INSTRUÇÃO 1:
No texto sobre o acesso à habitação, que efeitos teria a disponibilização regulada dos documentos em formato digital?
INSTRUÇÃO 2:
Prossiga o texto sobre o acesso à habitação a partir do ponto em que termina.

EXCERTO DO DOCUMENTO:
Facilitar o acesso à habitação pressupõe o conhecimento das realidades concretas, dos obstáculos e das melhores soluções exequíveis. Com base na experiência dos notários nos procedimentos de transmissão e arrendamento de imóveis apresentámos um conjunto de propostas no âmbito da discussão pública da política de habitação. O objetivo foi contribuir para estar do lado das soluções para a construção de um quadro jurídico, político e económico mais justo e equitativo

Entre as propostas está a urgente simplificação administrativa que eliminaria atos inúteis e incumprimentos resultantes da complexidade associada aos procedimentos.  A disponibilização dos documentos em formato digital, de forma regulada, permitiria também simplificar todo o processo e evitar deslocações desnecessárias aos cidadãos.

EXCERTOS DAS LINHAS:
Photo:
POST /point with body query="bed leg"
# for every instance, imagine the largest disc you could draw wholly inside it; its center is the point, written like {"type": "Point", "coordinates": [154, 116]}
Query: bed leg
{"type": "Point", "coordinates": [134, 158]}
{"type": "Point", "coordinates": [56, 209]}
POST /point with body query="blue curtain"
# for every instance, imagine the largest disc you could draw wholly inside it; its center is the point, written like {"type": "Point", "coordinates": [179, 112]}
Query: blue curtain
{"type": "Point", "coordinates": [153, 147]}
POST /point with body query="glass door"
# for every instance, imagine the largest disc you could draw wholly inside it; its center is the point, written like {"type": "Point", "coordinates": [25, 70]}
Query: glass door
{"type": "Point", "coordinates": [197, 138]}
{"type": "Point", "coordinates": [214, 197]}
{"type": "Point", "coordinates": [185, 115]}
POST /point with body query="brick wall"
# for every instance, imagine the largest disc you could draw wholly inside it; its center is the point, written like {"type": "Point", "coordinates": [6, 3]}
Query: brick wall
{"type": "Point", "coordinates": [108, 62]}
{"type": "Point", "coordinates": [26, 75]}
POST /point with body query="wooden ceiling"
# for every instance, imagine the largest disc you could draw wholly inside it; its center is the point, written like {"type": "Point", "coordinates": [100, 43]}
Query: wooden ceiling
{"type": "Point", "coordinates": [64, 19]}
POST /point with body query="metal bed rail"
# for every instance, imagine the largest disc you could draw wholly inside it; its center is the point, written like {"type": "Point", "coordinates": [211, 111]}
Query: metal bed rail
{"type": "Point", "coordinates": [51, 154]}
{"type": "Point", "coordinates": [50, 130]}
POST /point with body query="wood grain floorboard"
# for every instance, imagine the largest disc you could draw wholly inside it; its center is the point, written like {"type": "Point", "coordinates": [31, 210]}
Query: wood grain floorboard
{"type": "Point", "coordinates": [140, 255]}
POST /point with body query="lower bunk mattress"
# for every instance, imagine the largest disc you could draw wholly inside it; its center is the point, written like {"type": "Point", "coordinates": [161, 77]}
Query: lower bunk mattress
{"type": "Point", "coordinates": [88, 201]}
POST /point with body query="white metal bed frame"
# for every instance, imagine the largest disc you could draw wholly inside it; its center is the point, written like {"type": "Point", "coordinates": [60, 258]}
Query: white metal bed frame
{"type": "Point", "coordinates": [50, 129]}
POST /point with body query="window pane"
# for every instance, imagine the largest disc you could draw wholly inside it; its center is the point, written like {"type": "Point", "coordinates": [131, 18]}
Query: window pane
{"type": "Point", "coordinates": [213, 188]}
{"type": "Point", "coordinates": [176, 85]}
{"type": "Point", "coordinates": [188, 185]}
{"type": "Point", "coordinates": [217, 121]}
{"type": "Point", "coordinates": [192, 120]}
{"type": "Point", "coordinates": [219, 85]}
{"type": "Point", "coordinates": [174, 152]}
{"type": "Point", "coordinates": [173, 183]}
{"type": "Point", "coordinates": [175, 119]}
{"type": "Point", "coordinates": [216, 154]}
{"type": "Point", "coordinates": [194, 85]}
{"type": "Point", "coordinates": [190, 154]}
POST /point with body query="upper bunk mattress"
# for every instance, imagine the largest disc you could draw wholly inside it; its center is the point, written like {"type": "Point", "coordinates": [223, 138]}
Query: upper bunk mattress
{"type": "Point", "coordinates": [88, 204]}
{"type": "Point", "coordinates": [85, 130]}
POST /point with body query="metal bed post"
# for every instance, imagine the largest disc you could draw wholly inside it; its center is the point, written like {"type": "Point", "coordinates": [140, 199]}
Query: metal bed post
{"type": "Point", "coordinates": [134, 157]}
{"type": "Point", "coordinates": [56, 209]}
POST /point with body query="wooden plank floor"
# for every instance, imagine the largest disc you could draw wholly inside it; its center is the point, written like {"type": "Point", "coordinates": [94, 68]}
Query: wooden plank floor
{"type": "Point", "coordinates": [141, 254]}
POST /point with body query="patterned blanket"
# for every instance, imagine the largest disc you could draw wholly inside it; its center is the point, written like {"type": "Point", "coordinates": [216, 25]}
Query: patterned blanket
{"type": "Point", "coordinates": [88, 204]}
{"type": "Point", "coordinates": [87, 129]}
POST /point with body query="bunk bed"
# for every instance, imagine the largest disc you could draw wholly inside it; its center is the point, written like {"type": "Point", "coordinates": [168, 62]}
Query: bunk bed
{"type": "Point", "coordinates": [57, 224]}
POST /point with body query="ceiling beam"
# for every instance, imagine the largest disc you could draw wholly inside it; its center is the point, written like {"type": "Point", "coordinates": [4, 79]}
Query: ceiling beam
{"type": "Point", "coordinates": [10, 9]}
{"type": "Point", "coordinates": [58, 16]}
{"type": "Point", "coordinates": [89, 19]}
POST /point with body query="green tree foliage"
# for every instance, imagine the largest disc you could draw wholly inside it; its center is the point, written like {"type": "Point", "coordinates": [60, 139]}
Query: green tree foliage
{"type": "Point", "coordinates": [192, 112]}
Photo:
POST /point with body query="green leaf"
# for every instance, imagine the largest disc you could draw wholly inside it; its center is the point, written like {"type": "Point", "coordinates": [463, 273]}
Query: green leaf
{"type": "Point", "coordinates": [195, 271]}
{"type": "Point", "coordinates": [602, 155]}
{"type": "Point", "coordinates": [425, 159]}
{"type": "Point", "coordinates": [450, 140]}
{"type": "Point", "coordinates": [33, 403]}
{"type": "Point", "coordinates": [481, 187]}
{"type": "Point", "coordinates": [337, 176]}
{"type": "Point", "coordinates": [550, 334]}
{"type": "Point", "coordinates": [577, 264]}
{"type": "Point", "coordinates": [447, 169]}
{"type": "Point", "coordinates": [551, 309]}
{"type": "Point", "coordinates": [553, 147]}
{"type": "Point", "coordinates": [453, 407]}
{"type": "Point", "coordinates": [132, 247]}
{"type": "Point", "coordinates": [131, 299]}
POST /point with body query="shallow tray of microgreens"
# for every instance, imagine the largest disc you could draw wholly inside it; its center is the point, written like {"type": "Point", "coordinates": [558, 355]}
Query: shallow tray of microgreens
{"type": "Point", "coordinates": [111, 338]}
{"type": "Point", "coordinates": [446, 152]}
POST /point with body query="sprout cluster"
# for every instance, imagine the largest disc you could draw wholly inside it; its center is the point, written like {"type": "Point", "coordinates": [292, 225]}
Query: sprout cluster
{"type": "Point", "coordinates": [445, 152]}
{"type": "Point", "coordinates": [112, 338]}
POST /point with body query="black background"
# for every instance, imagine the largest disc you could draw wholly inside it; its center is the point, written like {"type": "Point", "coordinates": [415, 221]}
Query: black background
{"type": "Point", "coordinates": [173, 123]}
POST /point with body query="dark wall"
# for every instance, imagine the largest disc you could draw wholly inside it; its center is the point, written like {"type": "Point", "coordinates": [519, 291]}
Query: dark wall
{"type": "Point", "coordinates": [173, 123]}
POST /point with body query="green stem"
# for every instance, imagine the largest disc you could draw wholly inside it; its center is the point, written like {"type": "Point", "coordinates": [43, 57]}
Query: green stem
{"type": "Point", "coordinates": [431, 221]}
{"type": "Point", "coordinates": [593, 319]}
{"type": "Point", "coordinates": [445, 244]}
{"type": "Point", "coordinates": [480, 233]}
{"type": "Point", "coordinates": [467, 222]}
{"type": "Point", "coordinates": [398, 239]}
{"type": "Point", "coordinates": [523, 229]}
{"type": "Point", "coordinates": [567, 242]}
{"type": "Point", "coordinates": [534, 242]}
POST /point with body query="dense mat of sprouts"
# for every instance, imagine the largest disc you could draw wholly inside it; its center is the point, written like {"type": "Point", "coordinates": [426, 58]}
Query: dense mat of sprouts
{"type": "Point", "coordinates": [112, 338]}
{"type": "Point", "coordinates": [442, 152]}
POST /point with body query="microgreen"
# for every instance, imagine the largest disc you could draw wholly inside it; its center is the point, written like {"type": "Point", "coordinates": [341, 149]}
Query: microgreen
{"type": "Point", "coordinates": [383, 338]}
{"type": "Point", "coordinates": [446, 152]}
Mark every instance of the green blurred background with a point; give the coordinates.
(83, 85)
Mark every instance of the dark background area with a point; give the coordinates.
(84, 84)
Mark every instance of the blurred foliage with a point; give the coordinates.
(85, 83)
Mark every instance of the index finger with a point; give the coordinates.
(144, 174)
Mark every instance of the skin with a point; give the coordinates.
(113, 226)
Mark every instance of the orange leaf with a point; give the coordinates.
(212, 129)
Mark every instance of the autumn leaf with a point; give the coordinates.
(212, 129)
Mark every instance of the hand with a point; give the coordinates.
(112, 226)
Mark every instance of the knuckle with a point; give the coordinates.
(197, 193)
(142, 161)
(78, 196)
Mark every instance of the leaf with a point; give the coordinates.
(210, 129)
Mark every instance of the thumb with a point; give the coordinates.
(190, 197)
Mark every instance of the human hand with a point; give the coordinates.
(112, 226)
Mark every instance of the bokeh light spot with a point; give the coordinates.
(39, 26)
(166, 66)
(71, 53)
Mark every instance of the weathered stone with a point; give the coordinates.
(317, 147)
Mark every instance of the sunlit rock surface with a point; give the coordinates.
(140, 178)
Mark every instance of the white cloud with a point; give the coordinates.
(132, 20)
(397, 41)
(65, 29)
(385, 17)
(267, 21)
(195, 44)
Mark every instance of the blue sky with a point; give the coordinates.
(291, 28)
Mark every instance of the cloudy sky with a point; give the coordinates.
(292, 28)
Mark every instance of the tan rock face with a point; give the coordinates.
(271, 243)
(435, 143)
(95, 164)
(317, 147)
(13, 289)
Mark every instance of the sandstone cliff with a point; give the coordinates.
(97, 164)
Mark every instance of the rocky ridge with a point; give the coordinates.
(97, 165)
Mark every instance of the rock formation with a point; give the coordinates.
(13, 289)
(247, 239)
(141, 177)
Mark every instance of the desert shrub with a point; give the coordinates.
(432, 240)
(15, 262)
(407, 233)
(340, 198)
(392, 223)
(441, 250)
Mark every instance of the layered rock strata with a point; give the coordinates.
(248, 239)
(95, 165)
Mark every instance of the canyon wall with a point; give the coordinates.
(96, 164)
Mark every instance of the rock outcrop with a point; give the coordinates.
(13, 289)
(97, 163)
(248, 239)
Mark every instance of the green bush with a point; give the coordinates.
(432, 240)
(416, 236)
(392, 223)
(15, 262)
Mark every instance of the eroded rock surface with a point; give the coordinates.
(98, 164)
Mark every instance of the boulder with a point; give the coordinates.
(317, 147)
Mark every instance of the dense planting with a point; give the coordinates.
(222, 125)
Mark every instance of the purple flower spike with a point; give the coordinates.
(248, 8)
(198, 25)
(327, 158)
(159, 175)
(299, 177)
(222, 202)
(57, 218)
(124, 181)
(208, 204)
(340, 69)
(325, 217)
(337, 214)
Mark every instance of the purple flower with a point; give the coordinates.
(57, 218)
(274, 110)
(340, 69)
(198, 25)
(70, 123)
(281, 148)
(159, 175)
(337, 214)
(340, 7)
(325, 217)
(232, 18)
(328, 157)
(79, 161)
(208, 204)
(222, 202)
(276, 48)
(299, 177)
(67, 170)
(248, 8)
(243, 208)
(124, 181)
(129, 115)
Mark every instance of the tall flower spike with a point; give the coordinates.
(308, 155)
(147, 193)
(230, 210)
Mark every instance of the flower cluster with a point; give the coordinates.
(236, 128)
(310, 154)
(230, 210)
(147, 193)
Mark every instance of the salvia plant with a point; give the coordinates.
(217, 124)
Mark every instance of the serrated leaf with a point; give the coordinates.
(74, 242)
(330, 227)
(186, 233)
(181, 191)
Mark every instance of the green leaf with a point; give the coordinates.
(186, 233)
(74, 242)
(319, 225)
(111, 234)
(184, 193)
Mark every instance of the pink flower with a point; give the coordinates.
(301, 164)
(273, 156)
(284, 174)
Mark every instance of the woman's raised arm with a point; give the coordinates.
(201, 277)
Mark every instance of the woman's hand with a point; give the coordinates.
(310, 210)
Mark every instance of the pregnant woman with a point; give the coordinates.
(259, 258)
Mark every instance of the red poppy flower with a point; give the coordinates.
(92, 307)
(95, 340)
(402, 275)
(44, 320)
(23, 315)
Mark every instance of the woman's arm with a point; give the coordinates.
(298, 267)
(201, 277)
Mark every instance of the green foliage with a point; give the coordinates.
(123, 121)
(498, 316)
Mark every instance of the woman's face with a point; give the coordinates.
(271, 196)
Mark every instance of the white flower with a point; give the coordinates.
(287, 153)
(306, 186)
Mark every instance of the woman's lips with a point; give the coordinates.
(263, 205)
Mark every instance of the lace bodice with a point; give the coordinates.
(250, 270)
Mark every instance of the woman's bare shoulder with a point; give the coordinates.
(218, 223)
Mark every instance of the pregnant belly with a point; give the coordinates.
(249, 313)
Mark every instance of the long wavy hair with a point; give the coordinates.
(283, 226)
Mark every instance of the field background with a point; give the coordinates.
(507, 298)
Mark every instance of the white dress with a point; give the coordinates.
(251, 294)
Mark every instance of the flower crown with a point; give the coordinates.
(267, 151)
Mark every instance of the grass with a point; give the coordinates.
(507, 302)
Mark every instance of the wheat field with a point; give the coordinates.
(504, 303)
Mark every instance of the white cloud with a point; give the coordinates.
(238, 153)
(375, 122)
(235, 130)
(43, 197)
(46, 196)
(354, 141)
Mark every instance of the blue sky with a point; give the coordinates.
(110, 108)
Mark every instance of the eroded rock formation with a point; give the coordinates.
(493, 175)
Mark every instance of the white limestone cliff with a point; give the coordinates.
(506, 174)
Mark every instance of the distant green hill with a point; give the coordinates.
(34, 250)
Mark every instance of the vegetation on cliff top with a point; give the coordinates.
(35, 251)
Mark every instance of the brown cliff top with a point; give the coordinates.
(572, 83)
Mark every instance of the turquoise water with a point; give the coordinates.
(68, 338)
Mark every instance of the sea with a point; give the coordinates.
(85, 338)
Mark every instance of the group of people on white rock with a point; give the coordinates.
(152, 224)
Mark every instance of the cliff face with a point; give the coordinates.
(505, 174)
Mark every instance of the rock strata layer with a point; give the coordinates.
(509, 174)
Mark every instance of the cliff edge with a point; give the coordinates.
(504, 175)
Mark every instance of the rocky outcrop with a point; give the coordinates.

RESPOSTA 1:
Permitiria simplificar todo o processo e evitar deslocações desnecessárias aos cidadãos.

RESPOSTA 2:
O Governo devia, aliás, aproveitar esta oportunidade para atuar de forma corajosa, harmonizar e simplificar os documentos referentes a procedimentos urbanísticos ao nível nacional, colocando um ponto final nas disparidades e na complexidade associada aos diferentes formatos e requisitos que empurram os cidadãos, as empresas e as instituições para um inusitado labirinto administrativo. Neste sentido, sugerimos a criação de um balcão único nacional digital para a prática de todos os atos a ser implementado em todos municípios.

Ainda no que respeita aos construtores os quais nunca sabem quanto tempo pode demorar a aprovação de um projeto e muito menos quando poderão ter as licenças para realizar as vendas é necessário acabar de vez com a sua via sacra e penalizar fortemente o incumprimento dos prazos pela entidade licenciadora.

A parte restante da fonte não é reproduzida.